### [Written task A]
In the forum thread about gun sellers and California residents, what kind of business was the seller who refused to sell to Californians, and in which state?
### [Written task B]
Copy the forum thread about gun sellers and California residents word for word, from "# Why do some" to "on his website.".

### [Selected text]
"""
# Why do some gun sellers refuse to sell to California residents?



## sublime (Jan 16, 2011)

I've never purchased a gun before, so I'm not clear on the laws, but I was recently looking at auctions on Gunbroker and I saw a gun I'm interested in going for a relatively low price, but the seller wrote that they didn't sell to California residents and told California residents not to bid. This seller was a gun shop in Texas, and he also had that on all of his items on his website.

Also, this gun (Five-seveN USG) is legal to sell/own in California. And I did find some websites of California gun shops that do sell them. So I don't know why that particular auctioner refused to sell this and other guns to Californians.


----------



## bruce333 (Sep 1, 2006)

Saves them the trouble of making sure the firearm is legal in CA.
"""
### [Stored rows]
"""
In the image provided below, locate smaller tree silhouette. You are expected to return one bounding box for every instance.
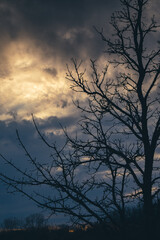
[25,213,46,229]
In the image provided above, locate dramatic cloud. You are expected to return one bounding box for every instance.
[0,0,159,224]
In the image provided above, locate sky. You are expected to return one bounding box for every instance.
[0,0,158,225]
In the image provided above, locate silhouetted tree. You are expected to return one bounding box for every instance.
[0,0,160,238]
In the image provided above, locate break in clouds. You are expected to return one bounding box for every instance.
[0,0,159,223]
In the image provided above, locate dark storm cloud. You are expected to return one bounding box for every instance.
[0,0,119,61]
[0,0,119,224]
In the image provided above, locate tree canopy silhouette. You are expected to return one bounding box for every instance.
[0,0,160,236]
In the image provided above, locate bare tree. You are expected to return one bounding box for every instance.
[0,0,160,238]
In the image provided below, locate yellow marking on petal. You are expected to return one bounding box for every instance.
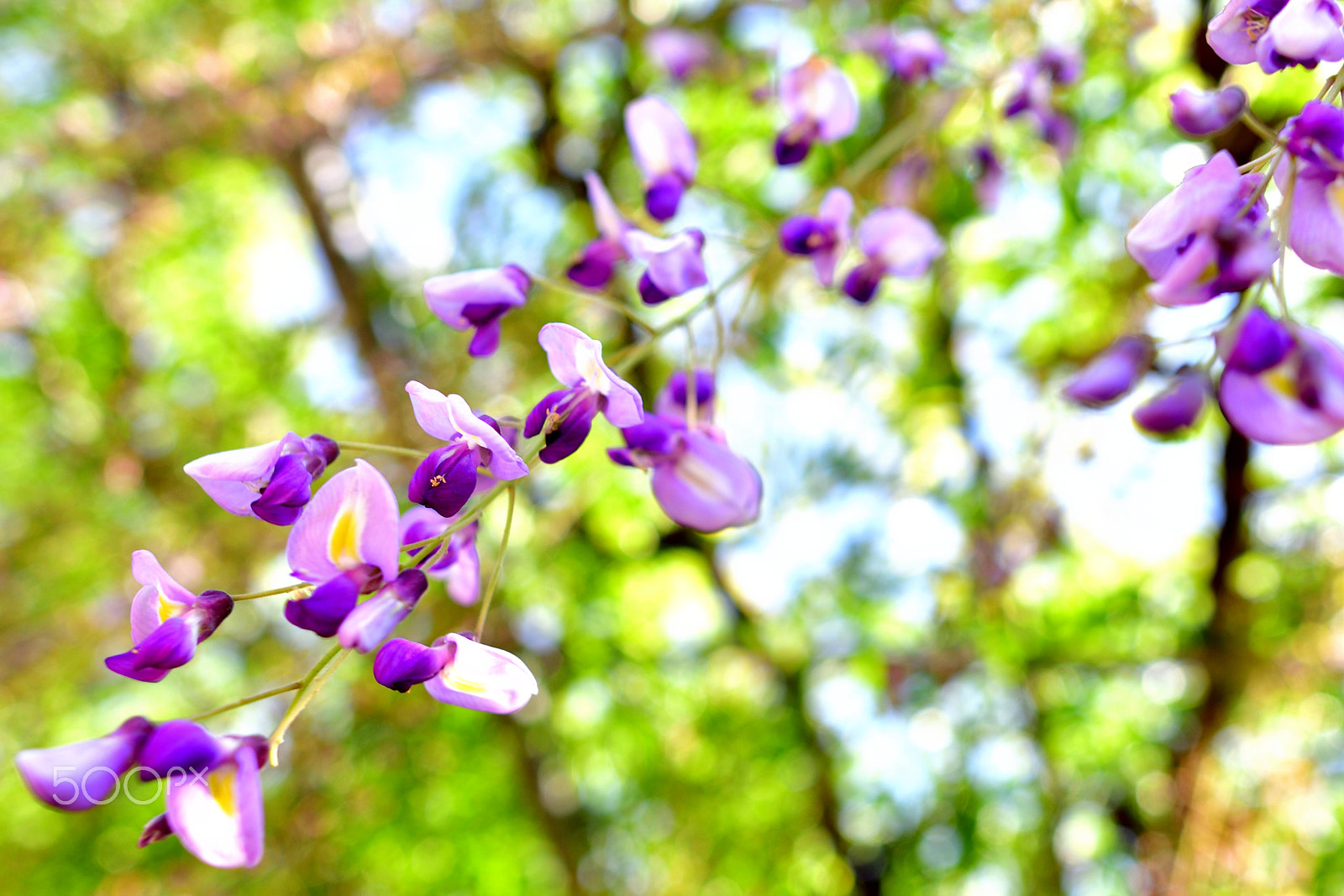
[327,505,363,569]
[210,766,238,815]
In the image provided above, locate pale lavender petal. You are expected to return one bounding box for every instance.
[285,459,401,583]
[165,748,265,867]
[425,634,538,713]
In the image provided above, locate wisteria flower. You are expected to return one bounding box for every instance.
"""
### [Exercise response A]
A gun shop in Texas.

### [Exercise response B]
# Why do some gun sellers refuse to sell to California residents?



## sublime (Jan 16, 2011)

I've never purchased a gun before, so I'm not clear on the laws, but I was recently looking at auctions on Gunbroker and I saw a gun I'm interested in going for a relatively low price, but the seller wrote that they didn't sell to California residents and told California residents not to bid. This seller was a gun shop in Texas, and he also had that on all of his items on his website.